::: Source records

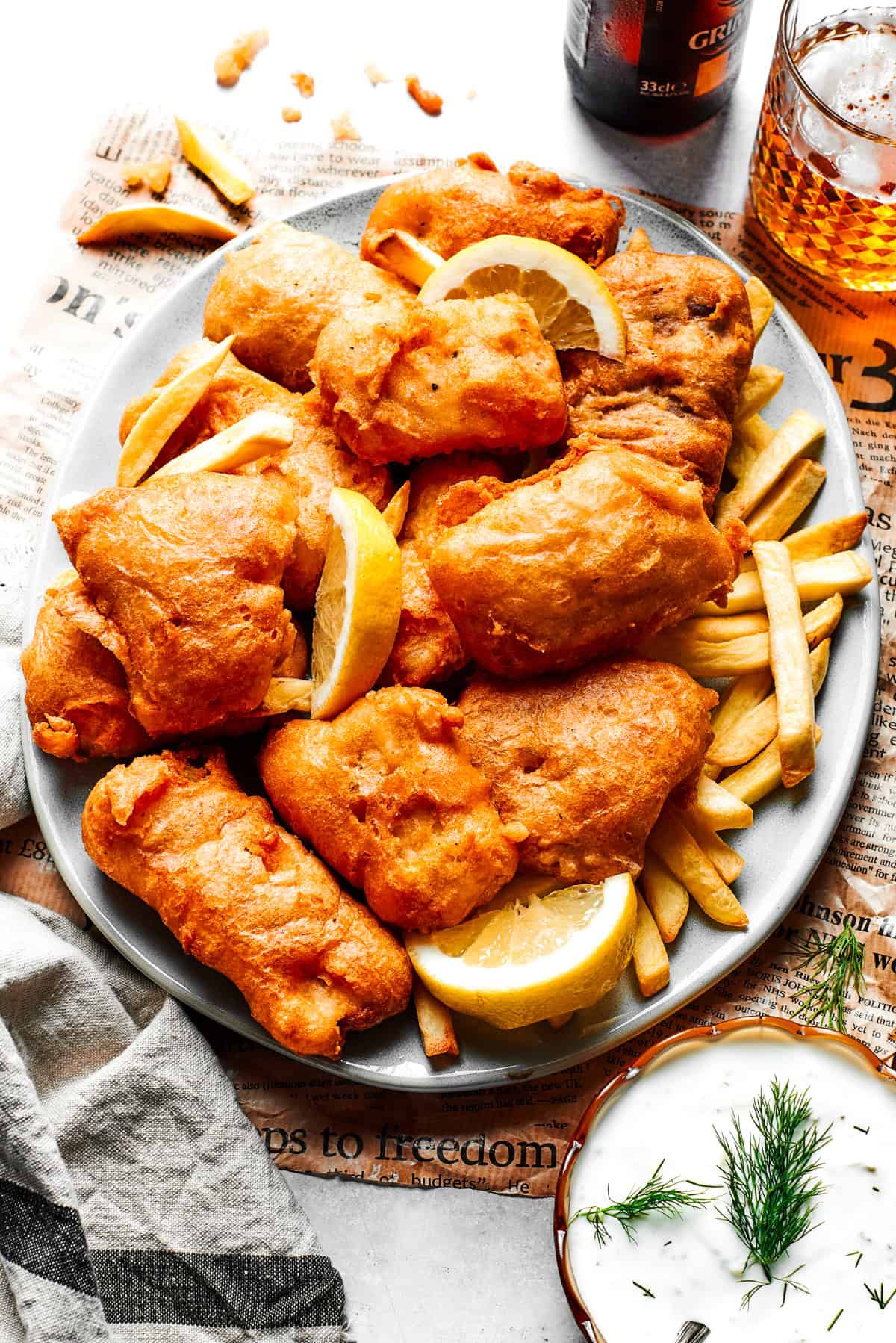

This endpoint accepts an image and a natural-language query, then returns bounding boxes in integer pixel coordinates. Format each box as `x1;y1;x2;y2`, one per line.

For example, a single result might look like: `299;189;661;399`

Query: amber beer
751;0;896;290
565;0;752;136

::::::

» Task objective:
Lay out each line of the rows above as a Markdown table with the columns No. and Line, skipping blank lines and leaving the pictures out.

» Written solution:
| No. | Line |
|---|---|
| 1 | This endpoint accepts an image and a natural-language query, then returns bounding boxes in integer pixel coordinates. Format each box as `x1;y1;x2;y2`, one per line. |
| 2 | For example, a single result might look like: `299;189;661;399` |
| 3 | Query: amber beer |
| 4 | 751;0;896;290 |
| 5 | 565;0;752;136 |